▶ _STATED GOAL_: Show each line of the data below that contains the string "slope" and copy every such line in full.

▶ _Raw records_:
══════════════════════════════

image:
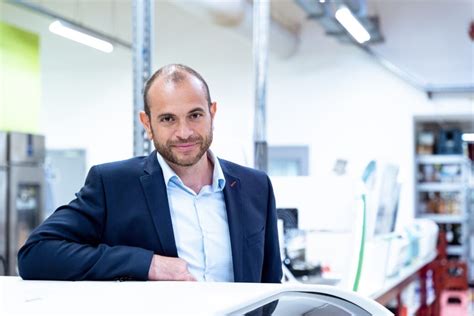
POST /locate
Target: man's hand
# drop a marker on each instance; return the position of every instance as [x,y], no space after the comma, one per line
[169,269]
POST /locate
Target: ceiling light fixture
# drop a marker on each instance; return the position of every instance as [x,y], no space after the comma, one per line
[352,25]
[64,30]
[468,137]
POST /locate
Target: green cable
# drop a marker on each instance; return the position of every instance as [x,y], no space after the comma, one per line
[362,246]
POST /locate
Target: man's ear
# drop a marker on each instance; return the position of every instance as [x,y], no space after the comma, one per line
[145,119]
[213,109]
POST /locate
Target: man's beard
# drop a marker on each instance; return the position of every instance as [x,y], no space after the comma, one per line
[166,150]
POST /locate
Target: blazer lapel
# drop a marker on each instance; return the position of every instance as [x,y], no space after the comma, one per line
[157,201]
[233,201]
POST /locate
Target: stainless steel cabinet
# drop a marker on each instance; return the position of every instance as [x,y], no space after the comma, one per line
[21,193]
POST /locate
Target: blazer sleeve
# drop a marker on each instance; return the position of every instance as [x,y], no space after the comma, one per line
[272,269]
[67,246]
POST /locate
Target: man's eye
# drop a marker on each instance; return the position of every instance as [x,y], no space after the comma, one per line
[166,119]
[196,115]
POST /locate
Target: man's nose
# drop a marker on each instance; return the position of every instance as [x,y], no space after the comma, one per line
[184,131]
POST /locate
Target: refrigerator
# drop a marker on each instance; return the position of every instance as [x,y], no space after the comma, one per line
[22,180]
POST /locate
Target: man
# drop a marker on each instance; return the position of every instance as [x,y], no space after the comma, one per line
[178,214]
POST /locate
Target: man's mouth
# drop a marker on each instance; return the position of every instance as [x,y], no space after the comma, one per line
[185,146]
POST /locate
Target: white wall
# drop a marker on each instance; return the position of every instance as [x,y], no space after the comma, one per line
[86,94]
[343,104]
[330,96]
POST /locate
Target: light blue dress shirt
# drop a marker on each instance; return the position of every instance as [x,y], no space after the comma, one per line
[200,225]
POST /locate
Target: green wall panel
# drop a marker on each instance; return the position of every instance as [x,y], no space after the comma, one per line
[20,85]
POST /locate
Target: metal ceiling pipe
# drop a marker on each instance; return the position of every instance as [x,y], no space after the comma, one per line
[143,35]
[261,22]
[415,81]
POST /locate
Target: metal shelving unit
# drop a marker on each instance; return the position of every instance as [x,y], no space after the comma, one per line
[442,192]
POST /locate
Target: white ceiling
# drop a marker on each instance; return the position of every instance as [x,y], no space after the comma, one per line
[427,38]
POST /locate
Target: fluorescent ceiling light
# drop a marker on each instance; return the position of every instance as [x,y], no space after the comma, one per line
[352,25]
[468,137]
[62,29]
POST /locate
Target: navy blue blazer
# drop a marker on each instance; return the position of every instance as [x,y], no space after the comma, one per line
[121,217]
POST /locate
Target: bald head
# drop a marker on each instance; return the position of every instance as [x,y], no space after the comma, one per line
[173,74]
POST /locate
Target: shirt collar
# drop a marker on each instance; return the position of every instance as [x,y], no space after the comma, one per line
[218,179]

══════════════════════════════

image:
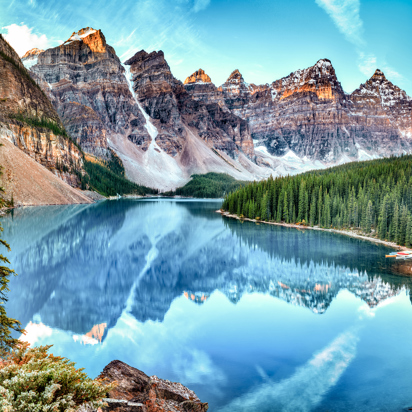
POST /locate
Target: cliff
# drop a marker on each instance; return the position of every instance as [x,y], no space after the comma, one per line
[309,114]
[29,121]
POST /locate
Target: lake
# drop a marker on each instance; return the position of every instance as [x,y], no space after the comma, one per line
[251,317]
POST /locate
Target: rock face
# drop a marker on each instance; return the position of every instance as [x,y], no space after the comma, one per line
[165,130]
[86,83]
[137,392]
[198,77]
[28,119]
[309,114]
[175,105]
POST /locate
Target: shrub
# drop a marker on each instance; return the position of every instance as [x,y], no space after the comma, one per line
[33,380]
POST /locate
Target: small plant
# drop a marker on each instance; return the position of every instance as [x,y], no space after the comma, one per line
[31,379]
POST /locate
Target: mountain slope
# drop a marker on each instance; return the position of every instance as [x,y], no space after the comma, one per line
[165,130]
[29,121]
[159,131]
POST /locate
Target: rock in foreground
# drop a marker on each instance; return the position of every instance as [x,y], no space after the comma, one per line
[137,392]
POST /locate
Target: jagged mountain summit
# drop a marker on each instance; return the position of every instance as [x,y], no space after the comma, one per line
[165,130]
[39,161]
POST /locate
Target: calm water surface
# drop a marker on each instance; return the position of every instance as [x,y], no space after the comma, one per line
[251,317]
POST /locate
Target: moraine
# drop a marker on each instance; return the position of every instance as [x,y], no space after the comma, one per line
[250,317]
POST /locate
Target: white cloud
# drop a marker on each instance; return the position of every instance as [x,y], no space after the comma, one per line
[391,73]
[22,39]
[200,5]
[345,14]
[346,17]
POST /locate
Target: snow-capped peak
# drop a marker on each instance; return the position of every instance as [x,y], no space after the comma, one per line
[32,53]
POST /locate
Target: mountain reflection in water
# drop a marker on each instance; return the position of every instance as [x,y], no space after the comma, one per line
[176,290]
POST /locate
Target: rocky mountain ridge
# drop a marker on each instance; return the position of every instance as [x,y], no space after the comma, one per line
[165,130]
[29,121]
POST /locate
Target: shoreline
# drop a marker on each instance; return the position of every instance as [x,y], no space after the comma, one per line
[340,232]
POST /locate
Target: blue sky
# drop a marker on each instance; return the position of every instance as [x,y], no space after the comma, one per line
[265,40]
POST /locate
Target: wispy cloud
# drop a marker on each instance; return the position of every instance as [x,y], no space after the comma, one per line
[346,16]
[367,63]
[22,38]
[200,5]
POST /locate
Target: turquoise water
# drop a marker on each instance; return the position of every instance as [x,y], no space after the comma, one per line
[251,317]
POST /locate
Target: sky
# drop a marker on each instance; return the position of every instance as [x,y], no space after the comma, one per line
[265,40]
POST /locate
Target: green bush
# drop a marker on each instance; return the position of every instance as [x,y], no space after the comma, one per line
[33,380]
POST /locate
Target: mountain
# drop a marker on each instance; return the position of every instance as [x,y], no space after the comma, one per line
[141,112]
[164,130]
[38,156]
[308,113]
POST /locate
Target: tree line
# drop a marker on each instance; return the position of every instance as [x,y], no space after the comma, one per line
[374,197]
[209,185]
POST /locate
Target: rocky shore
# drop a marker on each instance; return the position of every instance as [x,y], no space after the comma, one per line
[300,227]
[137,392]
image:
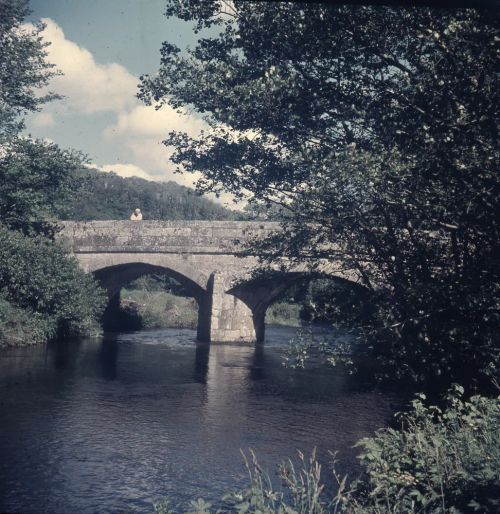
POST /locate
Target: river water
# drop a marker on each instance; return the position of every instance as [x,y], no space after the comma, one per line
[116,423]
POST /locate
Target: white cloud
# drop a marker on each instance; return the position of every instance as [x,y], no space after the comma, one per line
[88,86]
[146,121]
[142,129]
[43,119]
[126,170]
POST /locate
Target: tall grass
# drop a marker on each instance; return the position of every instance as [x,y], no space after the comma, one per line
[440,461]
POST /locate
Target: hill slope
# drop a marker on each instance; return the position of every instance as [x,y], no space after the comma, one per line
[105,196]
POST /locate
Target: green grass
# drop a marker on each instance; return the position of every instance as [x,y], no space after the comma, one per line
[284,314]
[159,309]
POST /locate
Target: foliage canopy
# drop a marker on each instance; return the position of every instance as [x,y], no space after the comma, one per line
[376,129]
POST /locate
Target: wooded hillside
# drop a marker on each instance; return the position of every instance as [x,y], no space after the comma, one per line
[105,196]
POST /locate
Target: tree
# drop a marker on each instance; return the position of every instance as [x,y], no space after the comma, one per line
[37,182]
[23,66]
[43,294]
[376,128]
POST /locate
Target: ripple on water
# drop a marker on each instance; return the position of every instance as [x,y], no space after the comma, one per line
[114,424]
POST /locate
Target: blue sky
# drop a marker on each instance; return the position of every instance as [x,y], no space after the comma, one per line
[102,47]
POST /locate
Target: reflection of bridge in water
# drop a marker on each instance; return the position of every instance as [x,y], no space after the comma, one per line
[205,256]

══════════════════════════════

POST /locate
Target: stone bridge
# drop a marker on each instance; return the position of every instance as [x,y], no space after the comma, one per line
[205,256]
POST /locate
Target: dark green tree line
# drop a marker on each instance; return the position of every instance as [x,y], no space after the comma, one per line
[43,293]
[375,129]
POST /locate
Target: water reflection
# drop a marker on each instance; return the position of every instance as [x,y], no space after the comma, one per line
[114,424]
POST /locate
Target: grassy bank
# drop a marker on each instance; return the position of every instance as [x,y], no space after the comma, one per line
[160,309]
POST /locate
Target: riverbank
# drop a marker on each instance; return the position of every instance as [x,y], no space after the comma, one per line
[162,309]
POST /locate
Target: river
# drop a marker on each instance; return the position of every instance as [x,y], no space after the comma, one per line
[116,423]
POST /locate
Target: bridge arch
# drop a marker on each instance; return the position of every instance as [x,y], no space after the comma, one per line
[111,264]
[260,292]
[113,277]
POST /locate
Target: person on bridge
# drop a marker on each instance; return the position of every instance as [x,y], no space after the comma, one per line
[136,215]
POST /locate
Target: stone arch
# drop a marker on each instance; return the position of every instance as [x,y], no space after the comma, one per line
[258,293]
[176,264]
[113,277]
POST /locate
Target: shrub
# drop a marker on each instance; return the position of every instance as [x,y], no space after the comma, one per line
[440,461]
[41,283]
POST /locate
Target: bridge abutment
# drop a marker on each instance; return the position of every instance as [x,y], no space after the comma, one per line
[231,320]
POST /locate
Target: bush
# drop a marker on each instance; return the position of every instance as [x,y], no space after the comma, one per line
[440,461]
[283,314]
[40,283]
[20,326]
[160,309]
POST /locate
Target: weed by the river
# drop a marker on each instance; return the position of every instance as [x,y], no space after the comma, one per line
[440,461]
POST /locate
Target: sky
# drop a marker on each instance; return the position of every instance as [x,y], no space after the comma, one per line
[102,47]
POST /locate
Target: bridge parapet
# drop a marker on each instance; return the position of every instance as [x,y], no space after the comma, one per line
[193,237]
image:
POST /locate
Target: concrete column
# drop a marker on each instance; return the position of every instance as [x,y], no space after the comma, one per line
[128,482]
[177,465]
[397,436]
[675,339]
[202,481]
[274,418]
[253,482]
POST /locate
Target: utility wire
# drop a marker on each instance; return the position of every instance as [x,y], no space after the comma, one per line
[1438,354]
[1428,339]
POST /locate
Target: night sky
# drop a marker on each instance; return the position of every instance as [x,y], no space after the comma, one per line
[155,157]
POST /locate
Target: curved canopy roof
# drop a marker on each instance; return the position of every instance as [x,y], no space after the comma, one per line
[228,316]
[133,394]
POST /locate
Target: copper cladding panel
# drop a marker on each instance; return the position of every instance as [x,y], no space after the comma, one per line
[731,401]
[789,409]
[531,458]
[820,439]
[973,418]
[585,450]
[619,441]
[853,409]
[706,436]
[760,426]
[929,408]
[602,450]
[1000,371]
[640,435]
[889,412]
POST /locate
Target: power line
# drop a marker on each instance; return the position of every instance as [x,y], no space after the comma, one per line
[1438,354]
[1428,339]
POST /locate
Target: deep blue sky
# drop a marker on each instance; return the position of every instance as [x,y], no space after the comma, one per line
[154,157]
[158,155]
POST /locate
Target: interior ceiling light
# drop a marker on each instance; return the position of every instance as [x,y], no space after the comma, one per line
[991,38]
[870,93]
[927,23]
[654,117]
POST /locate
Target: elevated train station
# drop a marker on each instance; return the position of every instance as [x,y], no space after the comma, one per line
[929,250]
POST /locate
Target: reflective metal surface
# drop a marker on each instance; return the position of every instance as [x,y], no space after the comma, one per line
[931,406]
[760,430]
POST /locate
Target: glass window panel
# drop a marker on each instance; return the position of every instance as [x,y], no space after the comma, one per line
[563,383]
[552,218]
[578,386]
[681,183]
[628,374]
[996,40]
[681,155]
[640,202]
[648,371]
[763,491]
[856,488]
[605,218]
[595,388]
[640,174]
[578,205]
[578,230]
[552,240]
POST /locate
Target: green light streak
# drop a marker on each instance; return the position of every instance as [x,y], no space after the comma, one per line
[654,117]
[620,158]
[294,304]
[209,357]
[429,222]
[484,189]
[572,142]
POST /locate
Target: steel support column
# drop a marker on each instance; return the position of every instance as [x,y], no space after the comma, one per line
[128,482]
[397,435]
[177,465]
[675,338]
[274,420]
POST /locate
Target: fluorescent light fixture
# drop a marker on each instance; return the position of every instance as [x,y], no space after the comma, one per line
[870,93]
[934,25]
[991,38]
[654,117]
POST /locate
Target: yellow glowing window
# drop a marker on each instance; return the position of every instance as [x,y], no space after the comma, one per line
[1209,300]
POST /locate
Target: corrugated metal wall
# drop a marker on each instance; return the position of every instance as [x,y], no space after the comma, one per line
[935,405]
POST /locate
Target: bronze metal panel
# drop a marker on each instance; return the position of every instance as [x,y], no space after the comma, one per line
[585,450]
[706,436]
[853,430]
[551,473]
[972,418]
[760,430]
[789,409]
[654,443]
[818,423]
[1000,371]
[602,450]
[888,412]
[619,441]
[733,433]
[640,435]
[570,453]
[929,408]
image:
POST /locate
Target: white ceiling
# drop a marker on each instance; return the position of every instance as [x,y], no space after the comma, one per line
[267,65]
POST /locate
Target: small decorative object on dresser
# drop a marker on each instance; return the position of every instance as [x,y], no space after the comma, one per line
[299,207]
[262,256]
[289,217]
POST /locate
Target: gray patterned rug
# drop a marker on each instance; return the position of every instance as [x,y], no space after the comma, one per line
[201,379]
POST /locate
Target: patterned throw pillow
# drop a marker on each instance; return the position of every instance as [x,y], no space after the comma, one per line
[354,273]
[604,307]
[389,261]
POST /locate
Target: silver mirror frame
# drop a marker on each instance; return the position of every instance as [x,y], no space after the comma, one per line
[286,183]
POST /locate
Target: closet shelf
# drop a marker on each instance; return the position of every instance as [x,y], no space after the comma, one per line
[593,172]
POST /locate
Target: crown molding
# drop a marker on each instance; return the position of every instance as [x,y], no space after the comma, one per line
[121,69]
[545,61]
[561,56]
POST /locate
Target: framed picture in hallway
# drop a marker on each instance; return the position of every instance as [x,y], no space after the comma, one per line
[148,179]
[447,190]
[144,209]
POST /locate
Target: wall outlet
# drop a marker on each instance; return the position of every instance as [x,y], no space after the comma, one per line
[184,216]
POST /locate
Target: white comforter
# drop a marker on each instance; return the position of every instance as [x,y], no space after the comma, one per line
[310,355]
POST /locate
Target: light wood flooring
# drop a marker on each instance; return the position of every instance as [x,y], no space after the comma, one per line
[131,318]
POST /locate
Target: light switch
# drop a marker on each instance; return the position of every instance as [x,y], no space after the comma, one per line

══════════════════════════════

▶ _CORRECT OUTPUT_:
Target: mountain slope
Target: hill slope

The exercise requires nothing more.